Directive: Please print the data below again, line for line and without any changes.

Supplied material:

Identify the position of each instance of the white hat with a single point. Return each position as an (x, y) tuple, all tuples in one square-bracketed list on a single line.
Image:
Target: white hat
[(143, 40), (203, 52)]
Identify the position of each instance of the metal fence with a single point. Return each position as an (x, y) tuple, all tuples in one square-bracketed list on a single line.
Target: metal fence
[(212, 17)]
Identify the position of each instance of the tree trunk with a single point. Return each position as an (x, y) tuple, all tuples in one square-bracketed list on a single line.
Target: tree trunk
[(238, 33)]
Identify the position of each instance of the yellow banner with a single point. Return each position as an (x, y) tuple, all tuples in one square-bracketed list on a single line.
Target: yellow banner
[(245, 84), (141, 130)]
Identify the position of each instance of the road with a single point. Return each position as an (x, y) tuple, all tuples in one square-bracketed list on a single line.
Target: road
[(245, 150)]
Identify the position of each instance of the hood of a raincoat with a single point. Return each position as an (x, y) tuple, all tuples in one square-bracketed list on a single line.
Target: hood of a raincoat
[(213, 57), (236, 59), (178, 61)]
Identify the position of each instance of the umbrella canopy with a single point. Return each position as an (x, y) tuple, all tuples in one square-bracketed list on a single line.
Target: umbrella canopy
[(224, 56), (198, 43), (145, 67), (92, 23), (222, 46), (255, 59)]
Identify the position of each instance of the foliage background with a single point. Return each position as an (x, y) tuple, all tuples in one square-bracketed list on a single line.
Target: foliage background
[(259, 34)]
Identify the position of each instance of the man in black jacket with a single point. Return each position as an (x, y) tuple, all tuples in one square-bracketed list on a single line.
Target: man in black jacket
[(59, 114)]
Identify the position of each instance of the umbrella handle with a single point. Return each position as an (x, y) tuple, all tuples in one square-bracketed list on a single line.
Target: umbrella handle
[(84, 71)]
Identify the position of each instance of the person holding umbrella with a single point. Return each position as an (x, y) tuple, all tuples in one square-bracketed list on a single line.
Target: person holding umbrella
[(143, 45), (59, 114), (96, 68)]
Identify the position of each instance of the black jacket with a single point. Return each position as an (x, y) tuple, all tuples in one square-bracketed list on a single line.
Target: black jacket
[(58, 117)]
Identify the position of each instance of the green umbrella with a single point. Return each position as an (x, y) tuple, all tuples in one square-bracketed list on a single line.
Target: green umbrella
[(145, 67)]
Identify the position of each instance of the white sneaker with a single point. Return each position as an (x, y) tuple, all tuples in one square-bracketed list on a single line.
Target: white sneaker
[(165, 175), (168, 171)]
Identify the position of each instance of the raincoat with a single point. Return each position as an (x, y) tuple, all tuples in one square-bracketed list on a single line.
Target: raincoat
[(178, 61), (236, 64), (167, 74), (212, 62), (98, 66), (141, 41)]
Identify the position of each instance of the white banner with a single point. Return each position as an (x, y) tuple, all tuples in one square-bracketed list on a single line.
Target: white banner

Reply to the task:
Identify the position of each instance of the white hat with a single point. Return each position as an (x, y) tuple, all tuples in one square-bracketed list on a single line.
Image:
Target: white hat
[(143, 40), (203, 52)]
Identify the position of each instance of the metal fence with a single point. Return each position as an (x, y) tuple, all tuples in one square-bracketed list on a single line.
Target: metal fence
[(212, 17)]
Identify the position of each instance of the tree trunk with a single point. Return each position as an (x, y) tuple, all tuples in one square-bracketed list on a single line.
Target: tree trunk
[(238, 33)]
Identify the position of each instance of the yellow banner with a single point. Return each position as an (x, y) tuple, all tuples in one square-bracketed list on a single line.
Target: yellow banner
[(245, 84), (141, 130)]
Identify the position of each instance of the road with a single point. Return each position as an (x, y) tuple, all tuples in one square-bracketed list on a single line.
Target: road
[(245, 150)]
Identify the position of each instance of the hood of a raincoat with a single point. Return each position as an (x, y) tuple, all tuples in one square-bracketed list on a single line.
Target: hood of a raincoat
[(213, 57), (236, 59), (178, 61)]
Identify the position of each instance of the umbrella canopy with a single point. Return each position as an (x, y) tuple, all tuples in one square-bracketed list on a single line.
Target: umbrella canopy
[(224, 56), (198, 43), (145, 67), (92, 23), (222, 46), (255, 59)]
Identify the position of each instance of the foliage background with a single point. Return each position as an (x, y) tuple, all tuples in one square-bracketed list on a single line.
Target: foliage background
[(259, 34)]
Identify the position of each instance of the man in black jacket with a single point. Return each position as an (x, y) tuple, all tuples in one square-bracketed list on a single line.
Target: man in black jacket
[(59, 114)]
Identify the position of each instance of the umbrella handle with a single point. Return each position as an (x, y) tuple, all tuples in one square-bracketed list on a single line.
Target: umbrella handle
[(84, 71)]
Identify the position of each instance of the person holding umbrella with a single point. Return each position as an (x, y) tuple, all tuples in one square-bracketed list on a single line.
Target: person holding umbrella
[(143, 45), (59, 114), (96, 68)]
Identify the position of each instance of the black jacket with a single point. Return each position as an (x, y) tuple, all tuples in one square-bracketed list on a single line.
Target: black jacket
[(58, 117)]
Identify the position of each instance of the green umbrella with a single point. Return each position as an (x, y) tuple, all tuples in one square-bracketed list on a single line.
Target: green umbrella
[(145, 67)]
Identify the position of each instance of the white sneaker with a single point. Return each position as an (x, y) tuple, all tuples in one square-bracketed list on a single line.
Target: white sneaker
[(165, 175), (168, 171)]
Identify the position of each instance of the raincoat with a single point. Return each position as an (x, y) tuple, all tuples in one square-bracketed list on a single line.
Target: raincoat
[(178, 61), (236, 64), (167, 74), (212, 62), (98, 66), (141, 41)]
Identify the position of each instance of the white banner with a single point. Return each position as an (x, y) tuple, all tuples in one square-bracketed list on a single line.
Target: white banner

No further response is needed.